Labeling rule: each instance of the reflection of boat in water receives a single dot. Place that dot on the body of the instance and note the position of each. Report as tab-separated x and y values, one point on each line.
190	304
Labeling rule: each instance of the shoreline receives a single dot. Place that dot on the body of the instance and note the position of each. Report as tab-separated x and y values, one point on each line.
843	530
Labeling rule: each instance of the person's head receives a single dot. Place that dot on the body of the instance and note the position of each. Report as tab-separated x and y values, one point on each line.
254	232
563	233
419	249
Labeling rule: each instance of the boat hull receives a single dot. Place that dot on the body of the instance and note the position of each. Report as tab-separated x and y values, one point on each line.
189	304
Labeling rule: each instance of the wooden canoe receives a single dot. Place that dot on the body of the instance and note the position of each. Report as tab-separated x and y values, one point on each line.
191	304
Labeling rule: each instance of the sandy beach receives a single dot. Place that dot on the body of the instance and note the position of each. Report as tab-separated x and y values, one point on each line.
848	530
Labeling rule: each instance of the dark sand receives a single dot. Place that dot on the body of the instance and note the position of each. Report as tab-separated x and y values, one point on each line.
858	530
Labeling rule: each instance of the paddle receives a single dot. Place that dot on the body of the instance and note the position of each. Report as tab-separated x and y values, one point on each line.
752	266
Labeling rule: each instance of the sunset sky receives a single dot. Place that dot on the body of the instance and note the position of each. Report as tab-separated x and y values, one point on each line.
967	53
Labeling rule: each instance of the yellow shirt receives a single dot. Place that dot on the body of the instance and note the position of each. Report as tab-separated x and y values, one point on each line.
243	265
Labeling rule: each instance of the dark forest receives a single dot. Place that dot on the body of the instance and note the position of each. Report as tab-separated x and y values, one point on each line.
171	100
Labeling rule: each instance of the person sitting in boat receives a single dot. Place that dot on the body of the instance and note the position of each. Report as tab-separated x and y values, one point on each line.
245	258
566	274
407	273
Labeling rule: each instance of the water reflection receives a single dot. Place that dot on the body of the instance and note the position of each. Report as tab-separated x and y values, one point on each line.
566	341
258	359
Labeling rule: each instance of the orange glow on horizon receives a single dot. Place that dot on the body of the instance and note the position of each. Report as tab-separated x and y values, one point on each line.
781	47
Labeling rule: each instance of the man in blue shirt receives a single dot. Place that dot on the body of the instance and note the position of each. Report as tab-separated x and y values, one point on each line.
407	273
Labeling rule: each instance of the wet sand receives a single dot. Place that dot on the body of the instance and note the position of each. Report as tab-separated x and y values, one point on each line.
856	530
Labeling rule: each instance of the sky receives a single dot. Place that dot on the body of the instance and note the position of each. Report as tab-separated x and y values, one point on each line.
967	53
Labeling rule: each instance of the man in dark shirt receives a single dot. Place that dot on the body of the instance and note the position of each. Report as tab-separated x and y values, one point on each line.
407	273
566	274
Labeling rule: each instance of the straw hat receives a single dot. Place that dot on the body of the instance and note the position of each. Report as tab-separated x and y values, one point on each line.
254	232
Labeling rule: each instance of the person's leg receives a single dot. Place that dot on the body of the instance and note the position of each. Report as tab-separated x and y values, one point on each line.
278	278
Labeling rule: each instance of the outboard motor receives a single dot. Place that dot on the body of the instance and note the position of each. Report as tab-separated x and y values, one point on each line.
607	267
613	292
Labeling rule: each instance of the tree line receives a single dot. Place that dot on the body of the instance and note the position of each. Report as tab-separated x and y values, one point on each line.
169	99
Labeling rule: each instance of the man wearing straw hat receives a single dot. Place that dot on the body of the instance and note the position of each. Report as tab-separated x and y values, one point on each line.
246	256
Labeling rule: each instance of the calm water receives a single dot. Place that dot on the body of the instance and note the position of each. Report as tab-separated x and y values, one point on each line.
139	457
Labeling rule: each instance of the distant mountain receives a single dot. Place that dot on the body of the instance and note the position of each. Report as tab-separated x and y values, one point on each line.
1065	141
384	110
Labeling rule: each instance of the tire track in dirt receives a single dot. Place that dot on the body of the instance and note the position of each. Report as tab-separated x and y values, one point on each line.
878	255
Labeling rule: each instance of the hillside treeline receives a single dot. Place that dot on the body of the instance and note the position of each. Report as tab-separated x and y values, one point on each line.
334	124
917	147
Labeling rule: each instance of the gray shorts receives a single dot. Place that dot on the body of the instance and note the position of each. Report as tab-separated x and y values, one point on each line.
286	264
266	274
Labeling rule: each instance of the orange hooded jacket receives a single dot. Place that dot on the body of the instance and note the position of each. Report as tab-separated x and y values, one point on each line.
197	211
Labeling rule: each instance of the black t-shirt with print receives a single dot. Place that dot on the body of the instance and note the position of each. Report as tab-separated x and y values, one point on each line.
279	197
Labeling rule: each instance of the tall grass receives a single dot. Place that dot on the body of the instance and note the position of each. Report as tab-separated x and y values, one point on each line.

#####

### [Directions]
Find the line with "Labeling rule: each instance of the orange hooded" in the listing. Reproduce it and all the lines after it, exactly, through the last line.

### [Expected answer]
Labeling rule: each instance of the orange hooded jacket receives a single dot. Place that dot on the body of the instance and note the position of each. Report as tab-separated x and y values, one point on each line.
197	211
Labeling rule: each instance of the black t-shirt with print receives a single dot. Place that dot on the body of the instance and note the position of each. Report as tab-separated x and y values, one point on each line.
279	197
Labeling rule: each instance of the tall grass receives a single dot. Place that dot on the body of the instance and note the position of each. Report as tab-separated x and y values, one point on each line.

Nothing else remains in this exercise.